• MATERIAL SHOWN:
┄┄┄┄┄┄

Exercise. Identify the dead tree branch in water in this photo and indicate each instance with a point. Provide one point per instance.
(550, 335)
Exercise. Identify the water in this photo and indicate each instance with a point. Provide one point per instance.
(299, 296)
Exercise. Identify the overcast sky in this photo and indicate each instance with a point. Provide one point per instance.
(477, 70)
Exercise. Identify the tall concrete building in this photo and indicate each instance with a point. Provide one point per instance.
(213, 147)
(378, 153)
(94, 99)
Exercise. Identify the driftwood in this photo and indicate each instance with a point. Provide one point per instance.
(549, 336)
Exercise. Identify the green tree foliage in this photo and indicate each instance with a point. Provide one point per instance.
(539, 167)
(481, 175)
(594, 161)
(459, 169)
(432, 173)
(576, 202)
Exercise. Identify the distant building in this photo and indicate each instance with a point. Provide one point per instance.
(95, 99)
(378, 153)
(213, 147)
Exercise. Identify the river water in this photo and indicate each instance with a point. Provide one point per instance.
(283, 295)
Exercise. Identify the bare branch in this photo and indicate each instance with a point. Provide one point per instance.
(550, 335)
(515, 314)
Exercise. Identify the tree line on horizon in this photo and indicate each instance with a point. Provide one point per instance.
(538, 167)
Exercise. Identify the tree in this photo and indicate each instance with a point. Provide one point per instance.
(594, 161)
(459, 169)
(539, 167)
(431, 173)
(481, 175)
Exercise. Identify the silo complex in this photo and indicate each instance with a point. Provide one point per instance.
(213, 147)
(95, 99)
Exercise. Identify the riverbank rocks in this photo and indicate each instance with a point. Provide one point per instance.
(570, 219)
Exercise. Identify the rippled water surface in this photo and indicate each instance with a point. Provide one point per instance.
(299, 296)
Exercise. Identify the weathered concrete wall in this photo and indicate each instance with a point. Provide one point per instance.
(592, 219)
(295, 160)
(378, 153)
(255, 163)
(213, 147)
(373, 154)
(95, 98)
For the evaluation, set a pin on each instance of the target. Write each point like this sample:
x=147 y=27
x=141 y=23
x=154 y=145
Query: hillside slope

┄┄┄┄┄┄

• WRITTEN TASK: Carry over the records, starting at the line that has "Exercise. Identify the weathered" and ending at the end of the records. Keep every line, requests included, and add 147 to each coordinate in the answers.

• THE REPLY:
Exercise. Identify the weathered concrete wall in this photo and indicate each instance with a point. Provide one point per instance.
(739, 366)
(442, 307)
(525, 300)
(402, 310)
(360, 294)
(520, 301)
(242, 245)
For the evaluation, set a pin on each instance of the target. Write each point like this sample:
x=147 y=27
x=141 y=23
x=154 y=145
Query: hillside slope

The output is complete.